:: Records supplied ::
⟨

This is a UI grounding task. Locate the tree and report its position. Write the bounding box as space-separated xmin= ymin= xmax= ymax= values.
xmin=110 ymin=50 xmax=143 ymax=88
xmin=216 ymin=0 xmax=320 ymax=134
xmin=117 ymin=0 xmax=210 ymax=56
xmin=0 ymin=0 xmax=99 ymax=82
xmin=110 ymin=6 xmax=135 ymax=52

⟩

:: Task objective ::
Extract every line from the items above and reproduce each one character for character, with nothing altered.

:: Exercise response ::
This is a UI grounding task. Locate the tree and report its position. Write the bounding box as space-separated xmin= ymin= xmax= ymax= values.
xmin=110 ymin=50 xmax=143 ymax=88
xmin=216 ymin=0 xmax=320 ymax=134
xmin=117 ymin=0 xmax=210 ymax=56
xmin=0 ymin=0 xmax=99 ymax=82
xmin=110 ymin=6 xmax=135 ymax=52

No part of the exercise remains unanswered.